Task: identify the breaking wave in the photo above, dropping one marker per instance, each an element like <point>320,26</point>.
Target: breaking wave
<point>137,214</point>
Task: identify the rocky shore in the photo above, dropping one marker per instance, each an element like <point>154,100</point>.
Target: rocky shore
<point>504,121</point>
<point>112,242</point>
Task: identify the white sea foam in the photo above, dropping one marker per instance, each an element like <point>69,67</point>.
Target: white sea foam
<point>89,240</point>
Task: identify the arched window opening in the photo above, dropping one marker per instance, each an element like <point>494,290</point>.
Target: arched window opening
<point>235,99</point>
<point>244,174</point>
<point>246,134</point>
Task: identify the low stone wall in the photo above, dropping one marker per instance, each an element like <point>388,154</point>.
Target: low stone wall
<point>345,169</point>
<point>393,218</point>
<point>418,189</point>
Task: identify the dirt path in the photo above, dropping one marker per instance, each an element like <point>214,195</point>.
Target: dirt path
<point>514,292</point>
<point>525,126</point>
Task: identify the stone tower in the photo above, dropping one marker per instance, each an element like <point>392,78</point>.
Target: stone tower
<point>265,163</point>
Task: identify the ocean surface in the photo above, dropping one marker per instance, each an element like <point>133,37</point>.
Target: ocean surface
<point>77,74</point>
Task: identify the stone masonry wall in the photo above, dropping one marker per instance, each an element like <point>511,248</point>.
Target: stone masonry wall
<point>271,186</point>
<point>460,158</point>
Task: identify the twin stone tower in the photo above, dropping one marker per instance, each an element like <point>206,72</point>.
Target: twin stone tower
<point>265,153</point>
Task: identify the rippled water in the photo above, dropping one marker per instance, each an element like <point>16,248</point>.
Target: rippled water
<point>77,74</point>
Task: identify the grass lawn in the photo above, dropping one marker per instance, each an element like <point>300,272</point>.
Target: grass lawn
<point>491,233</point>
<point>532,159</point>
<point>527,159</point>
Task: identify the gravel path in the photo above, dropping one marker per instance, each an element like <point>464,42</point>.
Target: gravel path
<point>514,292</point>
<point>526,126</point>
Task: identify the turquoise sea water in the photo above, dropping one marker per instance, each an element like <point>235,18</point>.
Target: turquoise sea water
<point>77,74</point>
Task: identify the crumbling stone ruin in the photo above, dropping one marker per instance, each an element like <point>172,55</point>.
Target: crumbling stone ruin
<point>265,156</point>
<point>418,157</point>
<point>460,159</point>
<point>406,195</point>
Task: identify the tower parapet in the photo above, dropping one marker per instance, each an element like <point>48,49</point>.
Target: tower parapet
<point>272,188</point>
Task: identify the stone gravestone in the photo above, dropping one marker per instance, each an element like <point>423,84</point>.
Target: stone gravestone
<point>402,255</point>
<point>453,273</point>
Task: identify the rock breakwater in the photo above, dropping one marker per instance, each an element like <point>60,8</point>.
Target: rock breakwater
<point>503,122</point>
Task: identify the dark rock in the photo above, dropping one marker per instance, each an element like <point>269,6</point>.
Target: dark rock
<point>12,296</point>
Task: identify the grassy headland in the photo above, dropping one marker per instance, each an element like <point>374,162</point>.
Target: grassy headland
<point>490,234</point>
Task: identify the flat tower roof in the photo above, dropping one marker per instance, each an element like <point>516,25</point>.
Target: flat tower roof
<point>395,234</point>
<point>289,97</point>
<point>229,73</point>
• • • •
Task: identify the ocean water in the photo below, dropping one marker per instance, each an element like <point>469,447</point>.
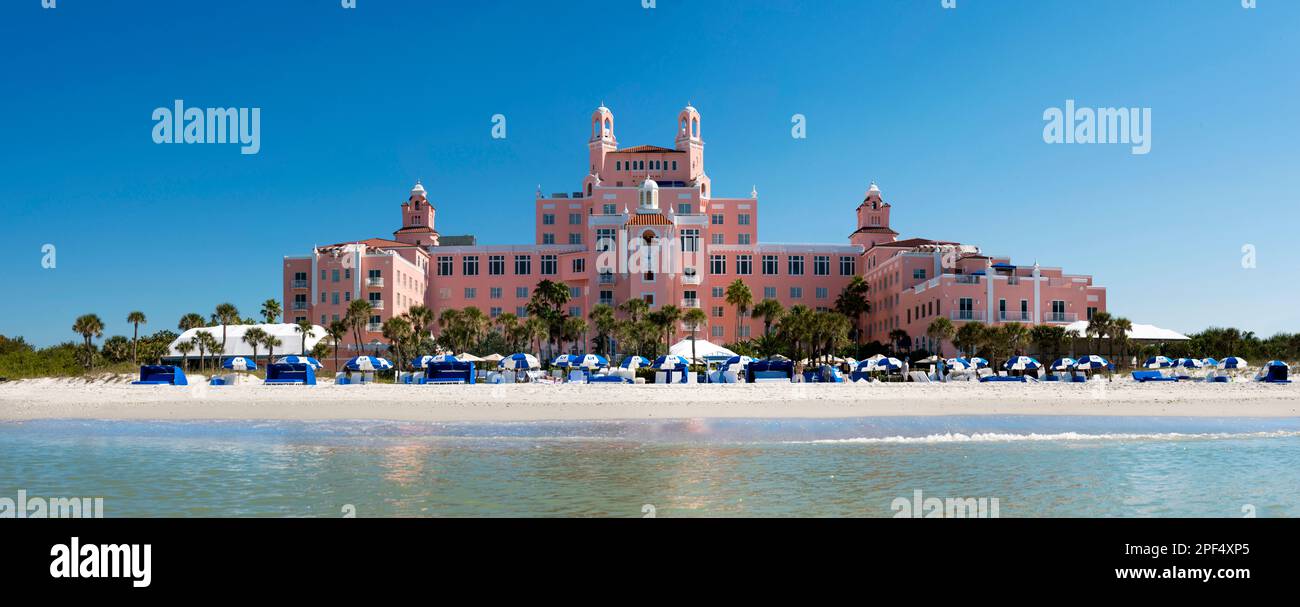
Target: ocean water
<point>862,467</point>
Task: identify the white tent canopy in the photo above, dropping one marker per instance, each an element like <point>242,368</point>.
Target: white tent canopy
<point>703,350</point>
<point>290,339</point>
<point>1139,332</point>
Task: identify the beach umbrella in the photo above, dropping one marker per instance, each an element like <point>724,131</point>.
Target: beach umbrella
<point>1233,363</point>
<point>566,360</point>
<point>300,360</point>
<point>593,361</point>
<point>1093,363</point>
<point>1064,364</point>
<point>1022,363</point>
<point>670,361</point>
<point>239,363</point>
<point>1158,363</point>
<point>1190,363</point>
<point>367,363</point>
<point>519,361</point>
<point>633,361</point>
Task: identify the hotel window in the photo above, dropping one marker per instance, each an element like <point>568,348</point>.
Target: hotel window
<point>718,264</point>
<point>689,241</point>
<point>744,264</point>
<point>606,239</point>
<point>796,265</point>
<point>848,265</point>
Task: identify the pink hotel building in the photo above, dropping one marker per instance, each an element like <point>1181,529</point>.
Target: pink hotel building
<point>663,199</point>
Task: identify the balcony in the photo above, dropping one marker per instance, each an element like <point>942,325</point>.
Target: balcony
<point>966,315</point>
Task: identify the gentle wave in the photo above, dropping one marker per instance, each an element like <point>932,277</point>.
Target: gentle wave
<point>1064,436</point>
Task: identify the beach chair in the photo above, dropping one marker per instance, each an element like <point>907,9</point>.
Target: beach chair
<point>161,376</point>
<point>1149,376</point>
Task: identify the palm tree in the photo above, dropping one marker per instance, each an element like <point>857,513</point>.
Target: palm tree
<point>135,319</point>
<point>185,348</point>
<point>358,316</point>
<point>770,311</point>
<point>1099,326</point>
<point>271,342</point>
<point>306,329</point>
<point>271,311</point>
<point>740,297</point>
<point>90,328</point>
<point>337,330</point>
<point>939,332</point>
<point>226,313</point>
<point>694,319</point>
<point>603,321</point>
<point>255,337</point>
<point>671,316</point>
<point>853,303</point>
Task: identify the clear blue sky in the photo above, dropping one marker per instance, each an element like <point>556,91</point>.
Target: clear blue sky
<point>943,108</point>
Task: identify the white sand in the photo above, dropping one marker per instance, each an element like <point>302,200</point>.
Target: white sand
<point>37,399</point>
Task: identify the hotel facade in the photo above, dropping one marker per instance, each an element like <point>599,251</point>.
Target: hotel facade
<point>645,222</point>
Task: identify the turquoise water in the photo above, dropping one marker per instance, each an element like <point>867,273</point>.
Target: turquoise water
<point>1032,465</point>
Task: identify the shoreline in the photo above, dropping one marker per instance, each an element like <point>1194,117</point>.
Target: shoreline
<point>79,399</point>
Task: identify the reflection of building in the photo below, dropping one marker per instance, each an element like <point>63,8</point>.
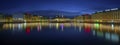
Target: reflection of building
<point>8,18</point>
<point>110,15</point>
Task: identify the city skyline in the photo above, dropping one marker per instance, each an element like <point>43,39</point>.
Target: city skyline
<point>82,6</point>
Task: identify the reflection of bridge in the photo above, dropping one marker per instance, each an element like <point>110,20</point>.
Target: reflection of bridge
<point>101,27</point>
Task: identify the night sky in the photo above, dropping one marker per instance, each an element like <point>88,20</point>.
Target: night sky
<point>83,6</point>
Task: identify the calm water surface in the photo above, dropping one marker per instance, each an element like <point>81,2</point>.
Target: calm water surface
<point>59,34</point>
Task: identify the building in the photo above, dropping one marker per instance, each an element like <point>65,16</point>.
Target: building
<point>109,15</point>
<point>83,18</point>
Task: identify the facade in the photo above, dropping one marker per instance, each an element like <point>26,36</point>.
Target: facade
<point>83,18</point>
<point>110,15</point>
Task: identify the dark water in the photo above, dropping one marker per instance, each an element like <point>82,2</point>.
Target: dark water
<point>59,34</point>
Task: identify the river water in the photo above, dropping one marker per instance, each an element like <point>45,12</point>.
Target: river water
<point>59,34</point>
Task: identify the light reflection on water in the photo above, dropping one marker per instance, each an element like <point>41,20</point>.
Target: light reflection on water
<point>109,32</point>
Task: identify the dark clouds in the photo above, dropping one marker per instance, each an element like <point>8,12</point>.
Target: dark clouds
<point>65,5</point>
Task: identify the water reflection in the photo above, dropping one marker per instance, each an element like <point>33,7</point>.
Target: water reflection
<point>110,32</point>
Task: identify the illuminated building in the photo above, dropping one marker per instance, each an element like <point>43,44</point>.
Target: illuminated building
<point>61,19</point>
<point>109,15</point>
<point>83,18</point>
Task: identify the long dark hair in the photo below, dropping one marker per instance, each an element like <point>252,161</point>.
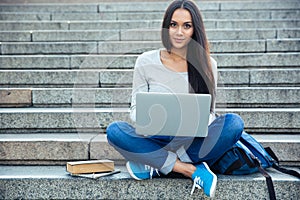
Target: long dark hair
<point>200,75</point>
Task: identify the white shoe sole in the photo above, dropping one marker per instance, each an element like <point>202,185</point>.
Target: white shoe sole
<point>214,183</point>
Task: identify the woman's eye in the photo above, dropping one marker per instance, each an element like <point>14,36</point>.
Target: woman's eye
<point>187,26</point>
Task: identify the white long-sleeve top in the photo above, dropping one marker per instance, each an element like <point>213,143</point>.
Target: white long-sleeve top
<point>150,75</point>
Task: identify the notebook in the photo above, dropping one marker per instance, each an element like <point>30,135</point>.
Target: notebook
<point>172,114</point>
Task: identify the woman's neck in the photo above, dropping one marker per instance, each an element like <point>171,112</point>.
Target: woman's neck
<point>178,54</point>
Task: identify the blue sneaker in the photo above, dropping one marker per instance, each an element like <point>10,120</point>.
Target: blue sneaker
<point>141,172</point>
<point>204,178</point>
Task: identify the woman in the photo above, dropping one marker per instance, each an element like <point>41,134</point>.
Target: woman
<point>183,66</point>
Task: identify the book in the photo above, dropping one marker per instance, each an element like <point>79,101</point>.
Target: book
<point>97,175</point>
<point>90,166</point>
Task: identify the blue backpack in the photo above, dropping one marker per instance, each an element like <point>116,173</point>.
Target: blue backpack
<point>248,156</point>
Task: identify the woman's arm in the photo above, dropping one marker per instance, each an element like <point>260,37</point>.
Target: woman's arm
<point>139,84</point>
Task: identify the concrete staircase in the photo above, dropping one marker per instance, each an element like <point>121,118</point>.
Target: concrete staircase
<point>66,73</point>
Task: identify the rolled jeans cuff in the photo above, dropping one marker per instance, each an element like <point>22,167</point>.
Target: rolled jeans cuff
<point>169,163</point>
• • • •
**Instructions to follow:** Please convert the lines above, starting with the line that contains "Task: identify the city" and going on through the line that contains "<point>83,6</point>", into a JSON list of strings with one string per line. Leave out any blank lines.

**Full solution:**
[
  "Task: identify the city skyline in the photo above, dropping one marker per instance, each an element like <point>43,39</point>.",
  "Target: city skyline",
  "<point>82,6</point>",
  "Task: identify the reflection of bridge in the photo above, dropping one marker per instance, each an element like <point>110,20</point>.",
  "Target: reflection of bridge",
  "<point>101,27</point>",
  "Task: identify the night sky in the photo above, dropping one marker per instance, each an element like <point>88,20</point>.",
  "Target: night sky",
  "<point>83,6</point>"
]